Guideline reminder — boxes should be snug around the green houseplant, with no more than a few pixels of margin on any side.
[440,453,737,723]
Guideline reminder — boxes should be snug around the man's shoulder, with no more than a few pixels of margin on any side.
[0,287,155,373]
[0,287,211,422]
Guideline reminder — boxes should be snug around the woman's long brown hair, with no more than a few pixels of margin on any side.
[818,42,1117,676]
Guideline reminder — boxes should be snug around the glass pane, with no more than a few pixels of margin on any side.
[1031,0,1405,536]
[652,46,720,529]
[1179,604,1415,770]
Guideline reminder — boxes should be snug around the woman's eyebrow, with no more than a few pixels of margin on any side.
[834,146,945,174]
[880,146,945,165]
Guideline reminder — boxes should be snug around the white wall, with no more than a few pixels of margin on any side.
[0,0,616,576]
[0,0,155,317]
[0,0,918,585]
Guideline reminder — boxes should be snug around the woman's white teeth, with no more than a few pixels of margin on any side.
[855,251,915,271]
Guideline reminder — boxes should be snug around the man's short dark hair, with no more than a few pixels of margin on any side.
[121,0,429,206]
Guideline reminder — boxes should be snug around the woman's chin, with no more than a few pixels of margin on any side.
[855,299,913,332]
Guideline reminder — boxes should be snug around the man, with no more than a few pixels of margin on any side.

☆ ☆ ☆ ☆ ☆ ☆ ☆

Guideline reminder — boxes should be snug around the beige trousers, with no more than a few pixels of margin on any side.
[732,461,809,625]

☆ ☆ ☆ ☆ ☆ ☆ ☆

● **Task instructions**: Recast the stretch from the line containing "Guideline reminder — boxes should be snug around the white" through the line containing "[855,251,915,271]" as a two-column CSV with the headers instruction and box, one row per instruction. Put each instruction's text and its answer in quoted fields, and replace line breaks with spaces.

● **Written reply**:
instruction,box
"Guideline reminder — boxes should be snug around the white wall, with no more than a few pixels of margin on any side.","[0,0,616,576] [0,0,155,317] [0,0,918,585]"
"Guideline reminder — boxes should be snug around the woman's white teeth, with no more than a few pixels of margin on any side.","[855,251,915,271]"